A commento dell’attacco criminale degli estremisti islamici ai vignettisti e ai giornalisti di Charlie Hebdo, l’intellettuale francese Abdennour Bidar nella sua “Lettera aperta al mondo islamico” ha scritto che gli intellettuali occidentali sembrano aver smarrito la capacità di comprendere il fenomeno religioso. Per molti di loro la religione è un segno che sta per qualcos’altro: la narrativa che sostituisce le ideologie politiche decadute; il mezzo per mostrare contrarietà a leggi e sistemi politici; l’arma per denunciare la discriminazione, la marginalità, l’esclusione.
Certamente, la religione gioca e ha giocato tutte queste funzioni. Del resto, proprio per la sua capacità di muovere la paura e comandare l’obbedienza, ad essa si sono rivolti fondatori di Stati e loro consiglieri per indurre uomini e donne a fare cose che mai avrebbero altrimenti avuto il coraggio di fare. Spiega Machiavelli che solo quando i romani furono portati a sentire la paura della punizione divina i loro capi militari riuscirono a imporre il comando supremo nei campi di battaglia, perché la paura di dio superava quella della morte. Del resto, l’uso politico della religione ha un senso solo perché chi la usa e la mobilita ne conosce il potere tremendo e tragico, che sta oltre la vita e la morte.
......
> Esercizi proposti:
1. Secondo il brano, molti intellettuali occidentali vedono la religione come segno di qualcos'altro. Indichi tutte le cose di cui essa sarebbe segno.
2. Estragga dall'elenco sottostante ogni riga che contiene la stringa "signboard", tenendo conto della distinzione tra maiuscole e minuscole.

> Record contenuti in un insieme di dati:
......
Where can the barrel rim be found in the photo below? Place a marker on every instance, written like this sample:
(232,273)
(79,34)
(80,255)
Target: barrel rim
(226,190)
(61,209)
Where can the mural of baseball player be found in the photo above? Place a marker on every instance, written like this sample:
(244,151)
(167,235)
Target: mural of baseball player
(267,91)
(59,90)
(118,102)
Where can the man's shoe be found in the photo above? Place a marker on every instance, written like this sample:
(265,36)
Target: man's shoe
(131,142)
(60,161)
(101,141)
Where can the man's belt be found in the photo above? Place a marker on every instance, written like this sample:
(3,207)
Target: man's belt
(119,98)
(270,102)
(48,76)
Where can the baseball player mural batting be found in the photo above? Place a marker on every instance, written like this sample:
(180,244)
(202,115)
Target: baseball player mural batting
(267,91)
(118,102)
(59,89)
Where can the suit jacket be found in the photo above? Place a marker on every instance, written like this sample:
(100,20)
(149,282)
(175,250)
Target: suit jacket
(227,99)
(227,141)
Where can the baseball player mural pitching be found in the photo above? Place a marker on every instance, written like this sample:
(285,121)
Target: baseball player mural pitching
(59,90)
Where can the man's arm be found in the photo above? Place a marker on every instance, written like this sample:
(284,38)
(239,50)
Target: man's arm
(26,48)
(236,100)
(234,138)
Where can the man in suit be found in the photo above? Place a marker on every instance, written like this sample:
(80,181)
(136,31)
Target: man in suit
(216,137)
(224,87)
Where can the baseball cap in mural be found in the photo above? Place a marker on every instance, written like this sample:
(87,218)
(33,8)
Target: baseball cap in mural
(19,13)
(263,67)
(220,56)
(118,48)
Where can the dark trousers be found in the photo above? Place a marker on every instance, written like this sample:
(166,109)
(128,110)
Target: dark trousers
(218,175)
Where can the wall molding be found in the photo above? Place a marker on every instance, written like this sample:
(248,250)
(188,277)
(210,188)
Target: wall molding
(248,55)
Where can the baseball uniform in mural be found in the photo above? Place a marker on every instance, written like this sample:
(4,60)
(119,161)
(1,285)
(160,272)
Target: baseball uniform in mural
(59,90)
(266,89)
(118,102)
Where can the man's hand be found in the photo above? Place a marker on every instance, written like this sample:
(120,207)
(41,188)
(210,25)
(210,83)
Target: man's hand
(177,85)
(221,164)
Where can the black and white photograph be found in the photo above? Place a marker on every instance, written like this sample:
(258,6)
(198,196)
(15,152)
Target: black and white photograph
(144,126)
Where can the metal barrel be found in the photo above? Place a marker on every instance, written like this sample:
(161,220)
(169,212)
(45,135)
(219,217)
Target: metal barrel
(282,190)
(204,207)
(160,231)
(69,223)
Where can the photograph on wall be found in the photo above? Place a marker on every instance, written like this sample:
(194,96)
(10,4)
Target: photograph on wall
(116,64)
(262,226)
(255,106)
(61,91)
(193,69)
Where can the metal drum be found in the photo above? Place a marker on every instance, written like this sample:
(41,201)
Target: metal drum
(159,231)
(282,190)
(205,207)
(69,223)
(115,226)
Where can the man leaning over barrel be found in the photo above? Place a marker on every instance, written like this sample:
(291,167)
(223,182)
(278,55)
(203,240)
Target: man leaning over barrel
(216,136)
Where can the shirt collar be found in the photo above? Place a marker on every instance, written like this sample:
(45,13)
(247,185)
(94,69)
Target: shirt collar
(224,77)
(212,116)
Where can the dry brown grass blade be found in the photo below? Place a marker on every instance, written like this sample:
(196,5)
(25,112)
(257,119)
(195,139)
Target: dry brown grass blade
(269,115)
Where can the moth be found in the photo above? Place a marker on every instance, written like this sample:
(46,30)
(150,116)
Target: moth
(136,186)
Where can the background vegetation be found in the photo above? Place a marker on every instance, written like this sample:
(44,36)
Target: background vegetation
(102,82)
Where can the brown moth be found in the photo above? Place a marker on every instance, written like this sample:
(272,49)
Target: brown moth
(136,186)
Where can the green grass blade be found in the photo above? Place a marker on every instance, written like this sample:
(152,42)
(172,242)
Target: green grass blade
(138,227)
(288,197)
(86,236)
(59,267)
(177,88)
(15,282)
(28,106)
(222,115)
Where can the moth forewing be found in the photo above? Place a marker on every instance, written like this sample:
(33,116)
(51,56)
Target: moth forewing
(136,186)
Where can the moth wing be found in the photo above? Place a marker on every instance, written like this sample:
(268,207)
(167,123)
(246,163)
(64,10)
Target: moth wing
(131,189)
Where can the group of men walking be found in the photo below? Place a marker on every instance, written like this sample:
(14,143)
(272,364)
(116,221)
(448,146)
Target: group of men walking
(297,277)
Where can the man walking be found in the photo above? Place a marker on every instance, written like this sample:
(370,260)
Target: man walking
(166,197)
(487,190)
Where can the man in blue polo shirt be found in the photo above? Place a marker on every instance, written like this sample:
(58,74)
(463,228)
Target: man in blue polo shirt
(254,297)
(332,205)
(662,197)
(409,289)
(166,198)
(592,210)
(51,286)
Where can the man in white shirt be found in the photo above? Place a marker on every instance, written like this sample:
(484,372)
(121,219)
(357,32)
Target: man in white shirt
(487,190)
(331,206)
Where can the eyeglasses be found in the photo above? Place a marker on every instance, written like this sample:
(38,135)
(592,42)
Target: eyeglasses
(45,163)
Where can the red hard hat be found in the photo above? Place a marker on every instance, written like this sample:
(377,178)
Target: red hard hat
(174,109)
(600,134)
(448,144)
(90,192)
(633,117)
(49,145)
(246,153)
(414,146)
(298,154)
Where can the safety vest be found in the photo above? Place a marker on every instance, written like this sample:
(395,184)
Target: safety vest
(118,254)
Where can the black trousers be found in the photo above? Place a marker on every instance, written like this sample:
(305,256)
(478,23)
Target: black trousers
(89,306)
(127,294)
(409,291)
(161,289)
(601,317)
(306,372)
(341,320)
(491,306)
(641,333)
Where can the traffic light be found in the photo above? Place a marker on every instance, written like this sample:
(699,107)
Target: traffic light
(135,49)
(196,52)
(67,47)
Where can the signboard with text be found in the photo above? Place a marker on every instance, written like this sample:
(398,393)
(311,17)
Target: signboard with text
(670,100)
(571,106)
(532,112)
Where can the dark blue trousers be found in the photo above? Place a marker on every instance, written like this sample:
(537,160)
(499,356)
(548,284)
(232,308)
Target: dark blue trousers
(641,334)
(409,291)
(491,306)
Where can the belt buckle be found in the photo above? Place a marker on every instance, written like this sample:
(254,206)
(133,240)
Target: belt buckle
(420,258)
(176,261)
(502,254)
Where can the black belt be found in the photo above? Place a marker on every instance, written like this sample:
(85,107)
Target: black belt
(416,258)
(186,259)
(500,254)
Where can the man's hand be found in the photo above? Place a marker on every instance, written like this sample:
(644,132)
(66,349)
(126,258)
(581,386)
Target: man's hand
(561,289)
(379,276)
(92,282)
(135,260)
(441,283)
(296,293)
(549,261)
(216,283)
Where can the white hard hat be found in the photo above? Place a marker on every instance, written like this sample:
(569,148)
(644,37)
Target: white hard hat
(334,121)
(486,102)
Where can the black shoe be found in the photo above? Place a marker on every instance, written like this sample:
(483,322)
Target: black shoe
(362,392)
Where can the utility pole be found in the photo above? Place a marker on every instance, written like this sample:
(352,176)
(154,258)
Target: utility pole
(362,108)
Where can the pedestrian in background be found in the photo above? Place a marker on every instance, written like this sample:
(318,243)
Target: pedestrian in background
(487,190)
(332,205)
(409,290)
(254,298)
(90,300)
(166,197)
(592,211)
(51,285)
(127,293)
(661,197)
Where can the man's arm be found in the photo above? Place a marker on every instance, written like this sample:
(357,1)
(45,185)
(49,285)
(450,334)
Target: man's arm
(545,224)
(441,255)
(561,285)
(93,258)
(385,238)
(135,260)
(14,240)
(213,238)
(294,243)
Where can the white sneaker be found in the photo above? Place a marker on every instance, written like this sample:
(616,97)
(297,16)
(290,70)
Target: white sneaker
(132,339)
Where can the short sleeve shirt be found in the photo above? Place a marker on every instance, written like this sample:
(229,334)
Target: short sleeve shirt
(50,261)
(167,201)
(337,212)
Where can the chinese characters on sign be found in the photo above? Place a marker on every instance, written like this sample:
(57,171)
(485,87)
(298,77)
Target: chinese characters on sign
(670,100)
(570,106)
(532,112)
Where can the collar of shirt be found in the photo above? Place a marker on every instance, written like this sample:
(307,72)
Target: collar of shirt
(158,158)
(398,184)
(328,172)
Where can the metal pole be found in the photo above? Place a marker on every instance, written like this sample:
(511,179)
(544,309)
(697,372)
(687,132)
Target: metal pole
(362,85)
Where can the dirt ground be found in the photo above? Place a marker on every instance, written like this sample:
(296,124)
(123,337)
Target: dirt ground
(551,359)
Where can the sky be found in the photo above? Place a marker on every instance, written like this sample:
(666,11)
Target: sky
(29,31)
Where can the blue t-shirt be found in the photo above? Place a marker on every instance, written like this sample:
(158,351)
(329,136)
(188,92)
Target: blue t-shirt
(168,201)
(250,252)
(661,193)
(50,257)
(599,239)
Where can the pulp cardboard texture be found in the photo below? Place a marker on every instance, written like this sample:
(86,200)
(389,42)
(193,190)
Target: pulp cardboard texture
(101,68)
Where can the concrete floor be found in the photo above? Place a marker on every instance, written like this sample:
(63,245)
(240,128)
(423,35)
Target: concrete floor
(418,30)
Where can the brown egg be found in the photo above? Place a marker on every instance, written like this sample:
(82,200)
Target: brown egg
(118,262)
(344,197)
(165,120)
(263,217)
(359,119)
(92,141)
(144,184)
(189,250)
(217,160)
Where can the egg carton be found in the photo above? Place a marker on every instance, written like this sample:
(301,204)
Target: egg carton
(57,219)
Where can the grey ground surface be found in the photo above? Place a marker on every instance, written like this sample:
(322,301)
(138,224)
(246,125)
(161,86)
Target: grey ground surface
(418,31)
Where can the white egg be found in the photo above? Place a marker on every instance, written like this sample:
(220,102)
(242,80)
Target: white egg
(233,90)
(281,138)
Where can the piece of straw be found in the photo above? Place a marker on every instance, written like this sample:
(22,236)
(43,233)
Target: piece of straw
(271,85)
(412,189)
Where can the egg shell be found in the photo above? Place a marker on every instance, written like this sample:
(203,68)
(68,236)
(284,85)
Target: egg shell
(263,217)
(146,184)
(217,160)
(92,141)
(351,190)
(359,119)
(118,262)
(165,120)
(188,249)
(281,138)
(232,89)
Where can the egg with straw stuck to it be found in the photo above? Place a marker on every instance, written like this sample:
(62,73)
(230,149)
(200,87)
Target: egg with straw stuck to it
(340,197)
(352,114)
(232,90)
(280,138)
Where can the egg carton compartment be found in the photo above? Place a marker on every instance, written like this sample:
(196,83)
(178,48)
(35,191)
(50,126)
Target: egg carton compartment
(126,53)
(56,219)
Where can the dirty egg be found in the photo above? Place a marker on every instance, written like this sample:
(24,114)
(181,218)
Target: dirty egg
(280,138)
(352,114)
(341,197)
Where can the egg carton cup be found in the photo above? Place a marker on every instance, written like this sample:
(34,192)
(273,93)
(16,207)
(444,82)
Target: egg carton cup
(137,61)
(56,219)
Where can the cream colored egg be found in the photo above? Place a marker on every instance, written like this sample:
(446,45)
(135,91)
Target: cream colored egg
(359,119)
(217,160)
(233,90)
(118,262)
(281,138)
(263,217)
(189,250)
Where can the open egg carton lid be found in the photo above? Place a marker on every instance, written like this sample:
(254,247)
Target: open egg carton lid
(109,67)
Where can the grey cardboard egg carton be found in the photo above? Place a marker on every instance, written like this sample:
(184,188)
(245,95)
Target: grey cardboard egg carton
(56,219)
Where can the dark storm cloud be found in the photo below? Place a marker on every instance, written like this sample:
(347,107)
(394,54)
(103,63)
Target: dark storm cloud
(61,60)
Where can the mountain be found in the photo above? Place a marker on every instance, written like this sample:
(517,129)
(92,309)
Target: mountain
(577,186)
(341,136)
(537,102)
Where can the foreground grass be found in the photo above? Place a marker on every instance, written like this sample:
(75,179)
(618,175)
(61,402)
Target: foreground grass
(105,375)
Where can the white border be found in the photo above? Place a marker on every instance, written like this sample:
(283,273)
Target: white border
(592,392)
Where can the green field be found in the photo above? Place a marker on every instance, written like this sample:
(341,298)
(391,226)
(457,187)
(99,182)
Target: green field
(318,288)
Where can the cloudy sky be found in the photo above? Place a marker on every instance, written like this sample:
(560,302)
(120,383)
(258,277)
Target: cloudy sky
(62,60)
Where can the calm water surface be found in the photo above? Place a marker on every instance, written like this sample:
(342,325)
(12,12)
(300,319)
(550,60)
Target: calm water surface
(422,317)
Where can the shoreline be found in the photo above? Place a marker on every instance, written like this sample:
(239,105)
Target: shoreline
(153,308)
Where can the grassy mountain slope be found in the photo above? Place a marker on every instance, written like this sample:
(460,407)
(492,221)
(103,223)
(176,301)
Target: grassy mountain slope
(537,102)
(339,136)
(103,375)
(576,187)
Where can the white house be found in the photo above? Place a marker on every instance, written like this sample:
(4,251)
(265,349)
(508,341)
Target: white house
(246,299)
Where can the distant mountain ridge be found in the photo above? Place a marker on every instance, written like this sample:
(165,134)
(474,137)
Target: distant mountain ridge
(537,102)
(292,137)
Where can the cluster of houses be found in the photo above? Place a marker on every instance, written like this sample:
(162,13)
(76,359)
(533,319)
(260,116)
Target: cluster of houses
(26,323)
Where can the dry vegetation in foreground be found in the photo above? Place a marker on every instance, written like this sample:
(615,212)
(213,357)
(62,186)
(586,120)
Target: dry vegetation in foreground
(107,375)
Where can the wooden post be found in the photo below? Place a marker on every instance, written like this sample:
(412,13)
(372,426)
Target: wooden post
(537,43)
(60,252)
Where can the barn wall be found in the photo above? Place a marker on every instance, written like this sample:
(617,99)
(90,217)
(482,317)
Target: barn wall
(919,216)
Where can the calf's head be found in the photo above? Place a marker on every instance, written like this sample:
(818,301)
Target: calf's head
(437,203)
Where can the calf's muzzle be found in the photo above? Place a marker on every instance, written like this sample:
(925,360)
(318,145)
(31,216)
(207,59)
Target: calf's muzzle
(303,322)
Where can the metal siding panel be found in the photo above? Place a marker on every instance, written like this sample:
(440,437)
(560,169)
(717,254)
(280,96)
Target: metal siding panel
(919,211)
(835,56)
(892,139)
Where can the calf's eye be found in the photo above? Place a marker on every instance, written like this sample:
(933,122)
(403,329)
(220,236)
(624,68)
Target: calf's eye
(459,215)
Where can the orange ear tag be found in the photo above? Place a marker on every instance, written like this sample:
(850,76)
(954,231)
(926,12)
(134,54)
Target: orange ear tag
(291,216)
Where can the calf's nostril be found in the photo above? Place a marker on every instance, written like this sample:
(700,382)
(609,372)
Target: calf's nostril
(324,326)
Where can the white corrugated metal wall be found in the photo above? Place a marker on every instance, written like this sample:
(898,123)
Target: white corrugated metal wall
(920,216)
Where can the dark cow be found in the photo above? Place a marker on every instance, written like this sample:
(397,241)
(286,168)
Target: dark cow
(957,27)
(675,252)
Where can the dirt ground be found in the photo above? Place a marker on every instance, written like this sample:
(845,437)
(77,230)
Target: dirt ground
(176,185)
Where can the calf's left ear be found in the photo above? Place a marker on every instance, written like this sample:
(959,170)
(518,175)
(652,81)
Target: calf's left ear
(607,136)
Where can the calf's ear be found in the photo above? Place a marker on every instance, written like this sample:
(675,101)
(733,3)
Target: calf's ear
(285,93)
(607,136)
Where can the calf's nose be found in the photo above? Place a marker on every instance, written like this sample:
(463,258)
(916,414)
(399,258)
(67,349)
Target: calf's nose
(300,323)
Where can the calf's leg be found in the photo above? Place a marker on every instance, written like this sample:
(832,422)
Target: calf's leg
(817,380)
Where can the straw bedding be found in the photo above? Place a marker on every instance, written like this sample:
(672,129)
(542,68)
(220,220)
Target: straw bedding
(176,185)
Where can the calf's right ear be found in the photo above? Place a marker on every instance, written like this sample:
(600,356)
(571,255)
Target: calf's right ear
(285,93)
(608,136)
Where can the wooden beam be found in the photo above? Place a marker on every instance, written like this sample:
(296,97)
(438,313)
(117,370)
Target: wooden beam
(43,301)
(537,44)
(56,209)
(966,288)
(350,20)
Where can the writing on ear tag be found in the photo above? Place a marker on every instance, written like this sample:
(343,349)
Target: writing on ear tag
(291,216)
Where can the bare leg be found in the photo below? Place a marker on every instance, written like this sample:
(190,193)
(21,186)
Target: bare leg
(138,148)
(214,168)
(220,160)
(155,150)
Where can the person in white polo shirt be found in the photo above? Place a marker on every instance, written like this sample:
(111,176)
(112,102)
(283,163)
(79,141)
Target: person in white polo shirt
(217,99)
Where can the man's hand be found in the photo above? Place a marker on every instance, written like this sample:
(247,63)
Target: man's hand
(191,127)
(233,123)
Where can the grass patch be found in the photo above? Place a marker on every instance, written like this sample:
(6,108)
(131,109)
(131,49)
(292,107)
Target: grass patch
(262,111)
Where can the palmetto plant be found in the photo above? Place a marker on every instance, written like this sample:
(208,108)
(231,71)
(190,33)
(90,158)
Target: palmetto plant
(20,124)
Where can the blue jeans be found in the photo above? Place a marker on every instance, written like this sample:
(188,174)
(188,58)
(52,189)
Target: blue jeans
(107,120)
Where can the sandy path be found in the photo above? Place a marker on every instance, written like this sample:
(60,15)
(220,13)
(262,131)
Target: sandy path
......
> Risposte agli esercizi:
1.
- La narrativa che sostituisce le ideologie politiche decadute
- Il mezzo per mostrare contrarietà a leggi e sistemi politici
- L'arma per denunciare la discriminazione, la marginalità, l'esclusione

2.
Where can the signboard with text be found in the photo above? Place a marker on every instance, written like this sample:
Target: signboard with text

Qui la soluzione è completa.